#### [Отрывок]
□ □ □
Теперь я спокойно мог жить и работать дома. Однако «спокойно жить» пришлось не долго. Через месяц, 22-го июня, грянула война. Фронт быстро откатывался к Петербургу. С 28-го июня проезд из Царского Села в Петербург стал разрешаться только по особым пропускам, и я крепко засел дома на июль и август. А фронт подкатывался. В середине июля был оставлен Псков, в середине августа — Нарва, бои шли уже под Гатчиной. Царское Село ежедневно бомбили немецкие аэропланы. Стало ясно, что скоро будет эвакуировано и Царское Село. Мы с В. Н. решили положиться на судьбу и не трогаться с места.
Но внезапно пришлось «тронуться»: неожиданно и спешно выехать в Петербург. 30-го августа, в пять часов утра, разбудил нас милицейский чин и вручил мне повестку от местной милиции с предложением немедленной явки в нее. Мы с В. Н. отправились в милицию. Там я получил пропуск в Ленинград и повестку, согласно которой я в это же утро должен явиться «в Главное Управление Милиции на площади Урицкого дом № 6, этаж 4-ый, комната 202, к {409} следователю Николаеву». Пропуск у меня был, но В. Н. не хотела отпускать меня одного — и с великим трудом получила пропуск и для себя, после того как я категорически заявил, что без жены не поеду, могут арестовать меня и везти под конвоем. Не до конвоев им было — и В. Н. получила пропуск.
Часов в девять утра были мы уже в Петербурге, но к следователю Николаеву я не заявился, решив отправить к нему сперва лазутчика на разведку. Была суббота — я решил «прорезать» и ее, и воскресенье, никуда не являясь. Мы бросили якорь в семье моего друга, скончавшегося, быть может, к счастью для него, полгода тому назад. Вдова его была человеком решительным, находчивым и энергичным. Я попросил ее отправиться в понедельник 1-го сентября, вместо меня, к товарищу Николаеву — но с письмом от меня. В письме я сообщал, что еще третьего дня прибыл из Пушкина в Ленинград по его вызову, но внезапно захворал и нахожусь теперь на квартире такой-то, адрес такой-то.
□ □ □
#### [Раздел данных]
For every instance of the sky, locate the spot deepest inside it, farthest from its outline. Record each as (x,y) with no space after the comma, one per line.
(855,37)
□ □ □
#### [Поставленная задача]
Продолжите отрывок воспоминаний о начале войны и вызове к следователю в Ленинград сразу после его последнего предложения.

#### [Верный ответ]
Пока прошли два дня — мы с В. Н. посетили ряд петербургских друзей. Все в один голос советовали не являться по этому вызову НКВД и рассказывали всякие ужасы о судьбе «политически подозрительных» людей, которых немедленно и насильственно эвакуируют из Петербурга. Рассказывали, что все бывшие на учете эсеры и меньшевики были погружены на две баржи и отправлены вверх по Неве. По пути аэроплан (вражеский или свой?) так удачно сбросил бомбу, что обе баржи со всеми пассажирами пошли ко дну. Советовали «объявиться в нетях», перейти на подпольное положение и не лезть добровольно в пасть НКВД, а ждать неминуемого развертывания военных событий.
Но вернувшаяся в понедельник утром от следователя Николаева вдова моего друга успокоила: выслушав ее и прочитав мое письмо, товарищ Николаев милостиво изрек:
{410} — Пусть возвращается домой в Пушкин и ждет там. Чего «ждать» однако?
Мы с В. Н. решили еще день погостить в Петербурге, благо вырвались в него через запретный кордон. Но вдруг — в середине ночи на 2-ое сентября получил я на квартире в Ленинграде новую повестку от следователя Николаева — об обязательной явке к нему в 11 часов утра, «независимо от состояния здоровья». Посоветовались с В. Н. и решили — надо лезть удаву в пасть, будь, что будет!
В назначенный час явился. В приемной перед комнатой № 202 — толпа встревоженных людей, вызванных такими же повестками и ожидающих очереди. В комнате № 202 заседают десять следователей НКВД, вершат судьбы призванных к допросу. Толпа человек в полтораста — наполовину лица с немецкими фамилиями, наполовину «репрессированные» в свое время люди, вроде меня. Вызывают по очереди. Некоторые после допроса возвращались обратно через приемную комнату, некоторые не показывались больше: их уводят другим ходом и они исчезают бесследно.
Считаю этот день 2-го сентября 1941 года — самым опасным днем в своей жизни: решался вопрос — уцелеть или погибнуть.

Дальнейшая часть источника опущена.